§ **DATASET RECORDS**
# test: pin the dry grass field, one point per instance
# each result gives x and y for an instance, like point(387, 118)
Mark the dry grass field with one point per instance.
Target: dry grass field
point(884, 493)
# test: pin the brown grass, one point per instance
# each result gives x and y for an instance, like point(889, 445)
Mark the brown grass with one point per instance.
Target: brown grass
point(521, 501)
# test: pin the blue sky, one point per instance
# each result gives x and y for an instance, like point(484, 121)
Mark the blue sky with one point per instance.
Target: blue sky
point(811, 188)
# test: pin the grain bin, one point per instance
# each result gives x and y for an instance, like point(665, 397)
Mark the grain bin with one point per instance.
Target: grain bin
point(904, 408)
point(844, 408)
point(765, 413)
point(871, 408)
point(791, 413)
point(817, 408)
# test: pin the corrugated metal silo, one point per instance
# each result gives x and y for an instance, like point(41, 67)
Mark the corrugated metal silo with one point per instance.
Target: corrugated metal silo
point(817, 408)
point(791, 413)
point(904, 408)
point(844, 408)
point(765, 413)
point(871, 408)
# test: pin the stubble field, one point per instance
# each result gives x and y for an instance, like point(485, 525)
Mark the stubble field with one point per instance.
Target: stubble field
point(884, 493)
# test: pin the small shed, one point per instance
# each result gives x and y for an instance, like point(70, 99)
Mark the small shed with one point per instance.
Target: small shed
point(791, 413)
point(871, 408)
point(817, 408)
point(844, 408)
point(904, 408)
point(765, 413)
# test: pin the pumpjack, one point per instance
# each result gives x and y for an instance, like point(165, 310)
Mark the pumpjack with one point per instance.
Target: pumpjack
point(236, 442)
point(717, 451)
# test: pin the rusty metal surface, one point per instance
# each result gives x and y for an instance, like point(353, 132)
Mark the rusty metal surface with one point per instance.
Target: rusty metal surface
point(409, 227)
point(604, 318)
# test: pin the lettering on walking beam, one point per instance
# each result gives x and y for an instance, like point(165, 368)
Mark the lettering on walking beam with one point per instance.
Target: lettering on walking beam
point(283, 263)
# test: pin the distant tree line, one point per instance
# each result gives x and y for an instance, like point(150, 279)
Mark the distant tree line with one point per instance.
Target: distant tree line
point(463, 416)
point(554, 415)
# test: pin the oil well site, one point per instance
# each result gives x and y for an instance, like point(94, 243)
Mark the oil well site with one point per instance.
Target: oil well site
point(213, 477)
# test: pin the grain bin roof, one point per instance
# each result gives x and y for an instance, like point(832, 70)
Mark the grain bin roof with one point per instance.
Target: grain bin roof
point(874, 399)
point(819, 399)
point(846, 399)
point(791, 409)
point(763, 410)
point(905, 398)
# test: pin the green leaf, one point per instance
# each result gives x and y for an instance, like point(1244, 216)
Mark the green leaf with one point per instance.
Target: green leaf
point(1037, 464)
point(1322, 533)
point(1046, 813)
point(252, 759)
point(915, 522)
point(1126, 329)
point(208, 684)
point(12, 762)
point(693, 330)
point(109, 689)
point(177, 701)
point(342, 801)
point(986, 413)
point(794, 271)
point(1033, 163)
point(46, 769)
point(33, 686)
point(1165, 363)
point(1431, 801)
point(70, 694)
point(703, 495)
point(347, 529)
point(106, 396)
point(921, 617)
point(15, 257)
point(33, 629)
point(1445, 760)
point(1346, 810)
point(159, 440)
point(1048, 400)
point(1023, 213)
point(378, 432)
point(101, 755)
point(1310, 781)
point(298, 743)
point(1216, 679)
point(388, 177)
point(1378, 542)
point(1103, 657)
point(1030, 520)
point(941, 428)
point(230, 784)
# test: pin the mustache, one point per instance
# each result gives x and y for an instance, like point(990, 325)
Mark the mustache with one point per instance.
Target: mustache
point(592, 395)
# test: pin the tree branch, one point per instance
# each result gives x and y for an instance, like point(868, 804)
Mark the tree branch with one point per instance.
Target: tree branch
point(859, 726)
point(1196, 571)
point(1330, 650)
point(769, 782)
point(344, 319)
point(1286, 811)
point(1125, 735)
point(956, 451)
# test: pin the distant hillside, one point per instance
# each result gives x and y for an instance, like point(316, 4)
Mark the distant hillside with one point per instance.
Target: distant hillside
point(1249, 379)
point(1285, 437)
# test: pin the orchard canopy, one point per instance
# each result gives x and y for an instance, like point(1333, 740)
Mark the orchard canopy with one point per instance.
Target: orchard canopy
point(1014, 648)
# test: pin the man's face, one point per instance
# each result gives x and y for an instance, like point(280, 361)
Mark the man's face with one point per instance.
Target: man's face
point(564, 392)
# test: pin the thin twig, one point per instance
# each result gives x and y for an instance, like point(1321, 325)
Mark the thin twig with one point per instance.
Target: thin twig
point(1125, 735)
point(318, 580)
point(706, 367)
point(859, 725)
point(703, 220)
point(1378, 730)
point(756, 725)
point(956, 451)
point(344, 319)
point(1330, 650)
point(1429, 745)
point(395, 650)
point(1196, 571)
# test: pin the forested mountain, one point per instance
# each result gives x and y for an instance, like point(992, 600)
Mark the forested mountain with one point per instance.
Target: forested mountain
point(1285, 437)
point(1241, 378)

§ **WHAT YOU WILL DO**
Copy the stretch from the line that contains "# test: pin the orchard" through the line that contains "point(564, 392)", keeping every line unchanged.

§ **SOLUTION FOR THIS PROBLEM**
# test: pin the orchard canopy, one point per instance
# each result gives x and y for an instance, like point(1333, 740)
Mark the orchard canopy with one point per instance.
Target: orchard canopy
point(1014, 648)
# test: pin the man's face, one point per instance
# each result gives x and y for an instance, like point(280, 361)
Mark the man's face with one point per instance.
Target: man's face
point(564, 392)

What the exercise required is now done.